DATA:
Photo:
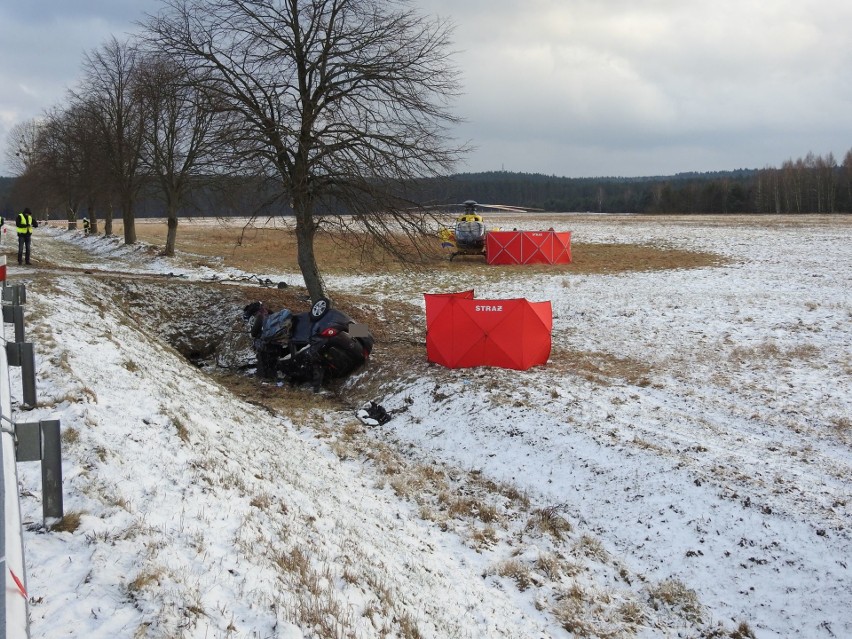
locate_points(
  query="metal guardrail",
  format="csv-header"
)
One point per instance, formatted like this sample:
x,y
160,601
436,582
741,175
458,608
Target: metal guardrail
x,y
14,613
21,441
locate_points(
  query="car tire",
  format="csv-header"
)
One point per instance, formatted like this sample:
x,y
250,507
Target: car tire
x,y
320,308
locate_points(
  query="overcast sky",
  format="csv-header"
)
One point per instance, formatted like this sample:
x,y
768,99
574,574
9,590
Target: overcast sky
x,y
578,88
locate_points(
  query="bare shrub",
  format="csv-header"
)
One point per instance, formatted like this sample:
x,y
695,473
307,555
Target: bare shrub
x,y
592,547
143,579
516,570
550,565
70,522
70,436
484,537
548,520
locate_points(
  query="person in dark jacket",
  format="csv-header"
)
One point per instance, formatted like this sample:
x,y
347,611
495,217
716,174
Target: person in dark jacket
x,y
25,223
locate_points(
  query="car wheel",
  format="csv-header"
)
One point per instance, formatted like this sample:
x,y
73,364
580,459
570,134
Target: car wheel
x,y
320,308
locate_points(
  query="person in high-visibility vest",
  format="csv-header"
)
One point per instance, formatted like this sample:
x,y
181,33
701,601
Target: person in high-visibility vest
x,y
25,224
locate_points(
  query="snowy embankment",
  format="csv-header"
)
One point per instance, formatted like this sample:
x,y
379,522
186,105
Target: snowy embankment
x,y
724,464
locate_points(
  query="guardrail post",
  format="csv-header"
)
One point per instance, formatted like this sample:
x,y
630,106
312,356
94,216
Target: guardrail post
x,y
15,294
40,441
15,315
28,373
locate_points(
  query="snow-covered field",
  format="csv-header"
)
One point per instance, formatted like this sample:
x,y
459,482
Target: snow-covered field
x,y
709,493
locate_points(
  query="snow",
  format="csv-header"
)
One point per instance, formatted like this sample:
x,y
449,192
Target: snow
x,y
723,464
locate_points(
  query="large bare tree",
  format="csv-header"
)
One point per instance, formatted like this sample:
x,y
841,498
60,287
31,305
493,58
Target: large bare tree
x,y
107,90
341,102
179,142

TASK TO COMPLETE: Please pull out each line of the data above that contains the string "embankment".

ANSWER FOR THIS EXERCISE:
  query="snowy embankment",
Target: snowy embankment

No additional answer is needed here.